■ WRITTEN REQUEST A: According to the post on VSYNC behavior, by how much does Lossless Scaling appear to lower the writer's performance?
■ WRITTEN REQUEST B: Reproduce verbatim the portion of the post on VSYNC behavior that starts at "Simply enabling VSYNC" and ends at "is very noticeable.".

■ PASSAGE TO READ:
** START **

I want my monitor to refresh at a fixed 240hz (not variable), my game to run capped at 60fps, and for frames to be presented never more frequently than every 4 screen refreshes, but if a frame takes longer than 4 refreshes to render then it should present at the next immediate refresh, not wait another 4 refreshes. I made a diagram to try and explain my desired behavior.
Is this kind of VSYNC behavior is possible? The reason I want this is because I can't stand VRR flicker, and even capping my fps to 60 in games that would run well above 60 uncapped can still have the occasional frametime spike above 16.67ms which results in a VRR flicker. What I'd prefer instead is to get a 4.16ms judder when frametime spikes, as that is less noticeable to me than a VRR flicker.
Simply enabling VSYNC with my monitor refresh at 240hz and the game capped to 60fps doesn't seem to do this. This results in very noticeable, persistent judder. I don't believe this is due to my PC running games at consistently variable frametimes, because if I set my monitor to 60hz with VSYNC enabled, I get very smooth frametimes most of the time. However, when there then is an occasional frametime spike, it results in 16.7ms of judder, which is very noticeable.
The closest I've gotten is using Lossless Scaling to enable VSYNC 1/4 (every 4 vblanks) and using RTSS or the in-game limiter to cap FPS to 60. This does result in perfect frametimes when the game runs at 60 and much less noticeable judder if it drops below, but it introduces more input lag than VSYNC@240hz/60fps and Lossless Scaling itself seems to lower my performance by 10-20%, meaning I'm more likely to drop below 60fps in heavy areas of a game.
Is this kind of VSYNC behavior possible?

** END **

■ SUPPLIED MATERIAL:
** START **

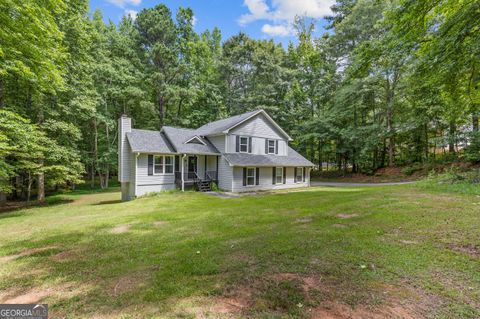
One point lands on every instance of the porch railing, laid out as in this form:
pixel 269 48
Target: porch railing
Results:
pixel 211 175
pixel 188 176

** END **

■ CORRECT RESULT A: By 10-20%.

■ CORRECT RESULT B:
Simply enabling VSYNC with my monitor refresh at 240hz and the game capped to 60fps doesn't seem to do this. This results in very noticeable, persistent judder. I don't believe this is due to my PC running games at consistently variable frametimes, because if I set my monitor to 60hz with VSYNC enabled, I get very smooth frametimes most of the time. However, when there then is an occasional frametime spike, it results in 16.7ms of judder, which is very noticeable.